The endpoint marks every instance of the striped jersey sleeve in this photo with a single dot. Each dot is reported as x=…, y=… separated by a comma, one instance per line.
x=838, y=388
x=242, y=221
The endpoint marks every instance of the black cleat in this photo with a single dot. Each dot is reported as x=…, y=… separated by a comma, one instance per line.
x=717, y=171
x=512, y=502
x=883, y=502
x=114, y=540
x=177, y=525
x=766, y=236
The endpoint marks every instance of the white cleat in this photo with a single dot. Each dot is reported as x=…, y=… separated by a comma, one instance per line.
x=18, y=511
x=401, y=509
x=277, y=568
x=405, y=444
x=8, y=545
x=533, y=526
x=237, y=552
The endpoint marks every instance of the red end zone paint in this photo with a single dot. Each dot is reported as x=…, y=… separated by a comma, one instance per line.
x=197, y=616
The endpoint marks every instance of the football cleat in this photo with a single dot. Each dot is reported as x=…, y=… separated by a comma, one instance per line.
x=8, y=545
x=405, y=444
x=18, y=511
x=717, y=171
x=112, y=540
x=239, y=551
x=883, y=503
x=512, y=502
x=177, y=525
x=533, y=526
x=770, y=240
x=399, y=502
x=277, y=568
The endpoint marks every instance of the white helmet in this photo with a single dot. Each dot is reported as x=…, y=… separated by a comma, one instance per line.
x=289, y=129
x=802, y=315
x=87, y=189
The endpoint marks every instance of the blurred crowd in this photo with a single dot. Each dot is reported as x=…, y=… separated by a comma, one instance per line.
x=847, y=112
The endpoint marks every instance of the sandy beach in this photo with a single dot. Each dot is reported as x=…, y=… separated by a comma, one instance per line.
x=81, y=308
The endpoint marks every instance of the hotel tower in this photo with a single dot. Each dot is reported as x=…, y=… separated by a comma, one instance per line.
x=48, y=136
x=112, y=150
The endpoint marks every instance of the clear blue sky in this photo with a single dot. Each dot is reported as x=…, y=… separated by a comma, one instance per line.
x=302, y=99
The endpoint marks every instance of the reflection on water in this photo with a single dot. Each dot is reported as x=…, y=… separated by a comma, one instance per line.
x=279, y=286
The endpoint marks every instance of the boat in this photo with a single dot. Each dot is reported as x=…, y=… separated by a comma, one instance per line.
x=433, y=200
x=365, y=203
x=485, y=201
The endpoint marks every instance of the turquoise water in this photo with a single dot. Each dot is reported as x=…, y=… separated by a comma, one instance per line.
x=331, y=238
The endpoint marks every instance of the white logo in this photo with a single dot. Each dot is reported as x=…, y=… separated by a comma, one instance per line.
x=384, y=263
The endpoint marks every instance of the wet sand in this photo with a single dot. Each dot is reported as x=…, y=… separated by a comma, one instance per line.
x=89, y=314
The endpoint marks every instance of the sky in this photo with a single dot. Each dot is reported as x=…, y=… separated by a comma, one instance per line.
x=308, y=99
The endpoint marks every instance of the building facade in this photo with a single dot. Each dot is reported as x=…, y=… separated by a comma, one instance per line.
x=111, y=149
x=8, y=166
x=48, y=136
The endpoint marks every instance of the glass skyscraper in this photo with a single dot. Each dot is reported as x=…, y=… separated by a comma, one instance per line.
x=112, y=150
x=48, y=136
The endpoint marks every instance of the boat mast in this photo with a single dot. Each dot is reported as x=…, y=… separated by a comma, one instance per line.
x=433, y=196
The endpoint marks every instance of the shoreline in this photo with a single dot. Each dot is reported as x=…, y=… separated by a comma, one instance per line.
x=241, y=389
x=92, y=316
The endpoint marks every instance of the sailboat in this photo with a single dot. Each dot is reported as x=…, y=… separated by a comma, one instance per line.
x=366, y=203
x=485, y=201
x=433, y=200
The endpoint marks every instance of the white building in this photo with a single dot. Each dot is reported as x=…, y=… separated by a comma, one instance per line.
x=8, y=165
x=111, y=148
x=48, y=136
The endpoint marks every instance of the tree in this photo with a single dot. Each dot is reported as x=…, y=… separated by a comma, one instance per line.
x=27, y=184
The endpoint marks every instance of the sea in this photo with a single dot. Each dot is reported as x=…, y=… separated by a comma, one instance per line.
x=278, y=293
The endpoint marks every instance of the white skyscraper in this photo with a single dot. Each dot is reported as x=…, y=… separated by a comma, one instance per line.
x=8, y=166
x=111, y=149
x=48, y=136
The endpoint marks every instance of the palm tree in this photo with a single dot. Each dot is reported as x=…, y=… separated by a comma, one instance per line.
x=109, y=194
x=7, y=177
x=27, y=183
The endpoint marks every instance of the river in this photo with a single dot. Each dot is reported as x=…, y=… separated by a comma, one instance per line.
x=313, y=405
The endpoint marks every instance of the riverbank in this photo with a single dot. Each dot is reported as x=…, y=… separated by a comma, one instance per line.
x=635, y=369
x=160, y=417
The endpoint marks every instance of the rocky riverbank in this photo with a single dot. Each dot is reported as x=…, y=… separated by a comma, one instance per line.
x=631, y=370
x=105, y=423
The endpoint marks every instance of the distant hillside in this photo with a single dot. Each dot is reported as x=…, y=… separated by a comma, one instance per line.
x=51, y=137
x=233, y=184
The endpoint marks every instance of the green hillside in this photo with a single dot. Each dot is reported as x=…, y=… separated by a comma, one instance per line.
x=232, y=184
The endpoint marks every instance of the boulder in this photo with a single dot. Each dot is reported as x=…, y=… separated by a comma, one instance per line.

++++++++

**Task to complete**
Return all of the items above verbatim, with nothing changed.

**Task output**
The endpoint marks every instance of the striped jersey sleeve in this photo with a single dot. Each dot is reported as x=…, y=… separated by a comma, one instance per line.
x=838, y=388
x=242, y=221
The endpoint marks every instance of the black cleat in this photo with a single dot. Each dot is reported as x=…, y=… separated by a comma, one instance per line.
x=717, y=171
x=512, y=502
x=883, y=502
x=114, y=540
x=177, y=525
x=766, y=236
The endpoint marks every instance of the white cleat in this photo with a single dot. Each dot is reported as x=…, y=… separated by a comma, one instance per line.
x=18, y=511
x=401, y=509
x=277, y=568
x=405, y=444
x=8, y=545
x=533, y=526
x=237, y=552
The endpoint marks every instance of the red end zone paint in this photo with a single dot. Each dot is reported as x=…, y=… separated by a comma, one instance per line.
x=197, y=616
The endpoint marks every instance of the football cleat in this photo with a single dot. Each dot is reported as x=…, y=… separated by a comma, one instance per line.
x=8, y=545
x=405, y=444
x=18, y=511
x=717, y=171
x=112, y=540
x=239, y=551
x=883, y=503
x=512, y=502
x=177, y=525
x=533, y=526
x=770, y=240
x=399, y=502
x=277, y=568
The endpoint marks every instance of the white helmet in this photo with a single dot. Each dot is reported as x=…, y=… separated by a comma, one instance per line.
x=289, y=129
x=802, y=315
x=87, y=189
The endpoint marks every instance of the blurred crowd in this photo with a single dot. Each dot is reported as x=…, y=… separated by a comma, one instance per line.
x=847, y=112
The endpoint marks every instance of the sandy beach in this photo with a single dot. Each dot is reported as x=…, y=… separated by a comma, one instance per line.
x=81, y=308
The endpoint marks every instance of the hotel tower in this photo with a single dot. Each dot is reported as x=…, y=… separated by a comma, one instance per line.
x=48, y=136
x=112, y=150
The endpoint marks every instance of the clear blue sky in this photo with a single dot. Each dot is reported as x=…, y=… separated by a comma, one instance per line.
x=302, y=99
The endpoint marks every instance of the reflection on water in this photo with a single dot. Each dot is reported as x=…, y=… separated by a comma, one instance per line.
x=279, y=286
The endpoint marks every instance of the boat in this photo with a single dot. Each dot is reported as x=…, y=… separated by a comma, one instance per line.
x=433, y=200
x=365, y=203
x=485, y=201
The endpoint marks every instance of the turquoise water in this photo with a single dot. Each dot is reported as x=…, y=… separated by a comma, one instance per line.
x=331, y=238
The endpoint marks every instance of the white logo in this photo with a single dot. Each dot is reported as x=…, y=… separated by a comma, one instance per line.
x=384, y=263
The endpoint marks every instance of the wet sand in this photo with a single dot. Each dot is reported as x=…, y=… separated by a comma, one instance per line.
x=89, y=314
The endpoint marks every instance of the sky in this photo with a single dot. Each dot is reported as x=…, y=… separated by a comma, one instance per line.
x=308, y=99
The endpoint marks every instance of the building facade in this photo with a single dot. Each dot is reported as x=…, y=… separated by a comma, one instance per line.
x=111, y=149
x=8, y=166
x=48, y=136
The endpoint marks every instance of the glass skyscraper in this photo with a single dot. Each dot is reported as x=…, y=… separated by a comma, one instance per line.
x=112, y=150
x=48, y=136
The endpoint marks every instance of the boat mast in this photo with a single dot. Each dot is reported as x=…, y=… separated by a comma, one instance per line.
x=433, y=196
The endpoint marks every instance of the shoreline in this photo with a single dot. Each dot is reported as x=…, y=… separated by a comma, one instance per line.
x=241, y=389
x=92, y=316
The endpoint marks every instance of the sailboat in this photo with a single dot. Each dot is reported as x=…, y=… separated by a comma, one instance per line.
x=366, y=203
x=485, y=201
x=433, y=200
The endpoint marks every instance of the white building in this photo with a single dot. Each dot is reported as x=…, y=… separated by a comma, one instance per line.
x=8, y=165
x=111, y=148
x=48, y=136
The endpoint marks every instance of the tree in this photo with a single dot. Each dot is reported as x=…, y=… separated by a comma, one instance per line.
x=27, y=184
The endpoint marks every instance of the sea in this photo with a single dot. Each dot is reported as x=…, y=… separated by a comma, one instance per line.
x=278, y=293
The endpoint marks every instance of the white skyscraper in this photo with a single dot. Each dot is reported as x=…, y=… separated by a comma, one instance per line.
x=8, y=166
x=111, y=149
x=48, y=136
The endpoint marks every instance of the palm tree in this photo with a single dot. Each dot is reported as x=…, y=… separated by a comma, one instance per line.
x=109, y=194
x=7, y=177
x=27, y=183
The endpoint marks every instance of the river in this photo with a single dot. Each dot is reported as x=…, y=… separated by a comma, one instance per line.
x=313, y=405
The endpoint marks every instance of the riverbank in this photo with a single dot. Each dot is reported as x=…, y=… separated by a comma, one instance per line.
x=635, y=369
x=160, y=417
The endpoint marks every instance of the rocky riverbank in this photo with a single dot. Each dot is reported as x=…, y=… separated by a comma, one instance per line.
x=631, y=370
x=105, y=423
The endpoint marks every instance of the distant hillside in this photo with a single dot. Each dot is reported as x=…, y=… separated by a comma, one instance per line.
x=51, y=137
x=233, y=184
The endpoint marks every instance of the green hillside in this photo with a single dot. Each dot is reported as x=…, y=… separated by a comma, one instance per line.
x=232, y=184
The endpoint marks every instance of the boulder in this photo with a single dot. Each dot is reported as x=…, y=… separated by a comma, one instance per line.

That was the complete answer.